Passage for review:
What We Shouldn't Learn From Steve Jobs

Jobs imageI don't know about you, but I am developing a major inferiority complex as I contemplate the achievements of Steve Jobs. In a decade that has been punishing and humbling for most CEOs, Steve has conjured victory after victory from the whole cloth of his vision, imagination, and singular focus on excellence. I am in complete agreement with Fortune Magazine's assessment that he is the "CEO of the Decade." -- I was already taking note back in 2004.

When confronted with a problem, a new favorite question of CEOs is: "What would Steve do?"

Don't get me wrong -- there will be many useful lessons from the Steve Jobs/Apple repertoire -- I expect a few great books will take on the task of revealing them. So I'll leave that to others. But let's ask another question -- what shouldn't we learn from Steve Jobs?

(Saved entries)
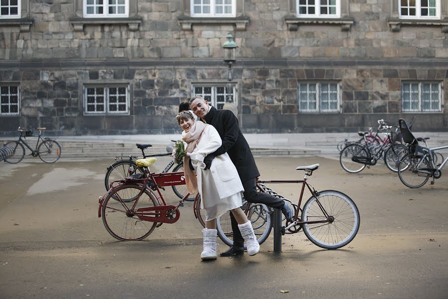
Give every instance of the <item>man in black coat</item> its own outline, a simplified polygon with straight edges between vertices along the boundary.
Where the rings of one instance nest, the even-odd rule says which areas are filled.
[[[210,167],[212,160],[215,156],[227,152],[235,164],[239,178],[244,189],[244,195],[247,201],[263,203],[280,209],[288,220],[293,217],[289,205],[282,200],[267,193],[257,191],[256,178],[260,172],[250,151],[250,148],[243,136],[238,124],[238,119],[229,110],[218,110],[209,105],[201,96],[195,96],[190,101],[190,107],[193,112],[207,124],[216,129],[223,145],[215,152],[207,155],[204,159],[205,169]],[[232,230],[233,232],[233,245],[226,251],[221,253],[221,256],[230,256],[244,252],[244,240],[238,228],[238,224],[230,213]]]

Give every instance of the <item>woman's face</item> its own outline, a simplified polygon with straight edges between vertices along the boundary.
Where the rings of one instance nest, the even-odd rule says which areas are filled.
[[[182,130],[188,133],[191,129],[191,126],[194,123],[195,121],[193,119],[187,119],[186,120],[181,120],[179,124]]]

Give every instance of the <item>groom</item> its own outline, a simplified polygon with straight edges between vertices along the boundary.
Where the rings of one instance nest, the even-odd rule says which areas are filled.
[[[198,118],[216,129],[223,140],[223,145],[215,152],[204,159],[205,169],[210,167],[215,156],[227,152],[235,164],[239,178],[244,189],[243,194],[247,201],[263,203],[273,208],[280,209],[286,218],[291,221],[293,217],[289,205],[281,199],[267,193],[257,191],[255,180],[260,172],[246,139],[238,125],[238,119],[230,110],[217,110],[209,105],[201,96],[195,96],[190,100],[190,107]],[[238,223],[230,213],[232,230],[233,232],[233,245],[220,255],[227,257],[244,252],[244,239],[239,232]]]

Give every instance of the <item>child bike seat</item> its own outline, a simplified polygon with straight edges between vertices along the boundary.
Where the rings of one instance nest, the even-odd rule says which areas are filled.
[[[155,158],[146,158],[145,159],[138,159],[135,161],[135,164],[137,166],[140,167],[148,167],[151,166],[157,161]]]
[[[308,166],[299,166],[296,168],[296,170],[310,170],[313,171],[319,168],[319,164],[313,164]]]
[[[137,146],[137,147],[140,150],[144,150],[146,148],[149,148],[149,147],[152,146],[152,145],[143,145],[142,144],[135,144],[135,145]]]

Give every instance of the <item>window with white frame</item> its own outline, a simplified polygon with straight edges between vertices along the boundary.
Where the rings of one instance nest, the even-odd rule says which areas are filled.
[[[192,86],[192,97],[197,95],[202,96],[205,100],[211,103],[217,109],[222,109],[223,106],[228,101],[229,97],[236,104],[236,89],[233,86],[230,92],[225,84],[222,85],[195,84]]]
[[[192,16],[235,16],[236,0],[190,0]]]
[[[340,17],[340,0],[296,0],[298,17]]]
[[[84,0],[83,5],[84,17],[125,17],[129,15],[129,0]]]
[[[440,82],[403,82],[401,97],[404,112],[442,111]]]
[[[0,19],[20,17],[21,0],[0,0]]]
[[[0,85],[0,115],[18,115],[19,91],[17,84]]]
[[[298,87],[301,112],[339,112],[340,91],[336,82],[303,82]]]
[[[441,0],[398,0],[400,18],[440,19]]]
[[[85,114],[127,114],[129,92],[126,86],[85,86]]]

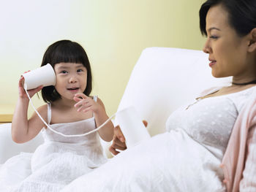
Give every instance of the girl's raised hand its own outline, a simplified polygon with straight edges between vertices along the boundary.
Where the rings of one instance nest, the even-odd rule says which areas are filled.
[[[26,72],[25,73],[27,73],[29,72],[29,71]],[[24,77],[21,76],[21,77],[19,80],[19,83],[18,83],[19,96],[21,99],[29,99],[29,97],[26,95],[26,91],[24,90],[23,85],[24,85]],[[37,88],[28,90],[28,93],[29,93],[30,98],[31,98],[38,91],[41,91],[42,89],[42,88],[43,88],[43,86],[41,85],[41,86],[39,86]]]
[[[78,108],[78,112],[92,111],[94,113],[98,113],[101,110],[104,110],[102,106],[82,93],[76,93],[73,99],[77,102],[75,107]]]

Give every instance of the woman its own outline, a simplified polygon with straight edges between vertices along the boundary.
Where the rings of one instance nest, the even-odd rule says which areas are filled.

Work to complete:
**a.** Answer these questions about the Steve Jobs piece:
(i) Which magazine named Jobs the "CEO of the Decade"?
(ii) In what year was the writer already taking note of Jobs?
(iii) What question has become a new favorite of CEOs facing a problem?
**b.** Write out the part of the Steve Jobs piece starting at "What We Shouldn't" and ending at "learn from Steve Jobs?", word for word.

Task results:
**a.**
(i) Fortune Magazine
(ii) 2004
(iii) "What would Steve do?"

**b.**
What We Shouldn't Learn From Steve Jobs

Jobs imageI don't know about you, but I am developing a major inferiority complex as I contemplate the achievements of Steve Jobs. In a decade that has been punishing and humbling for most CEOs, Steve has conjured victory after victory from the whole cloth of his vision, imagination, and singular focus on excellence. I am in complete agreement with Fortune Magazine's assessment that he is the "CEO of the Decade." -- I was already taking note back in 2004.

When confronted with a problem, a new favorite question of CEOs is: "What would Steve do?"

Don't get me wrong -- there will be many useful lessons from the Steve Jobs/Apple repertoire -- I expect a few great books will take on the task of revealing them. So I'll leave that to others. But let's ask another question -- what shouldn't we learn from Steve Jobs?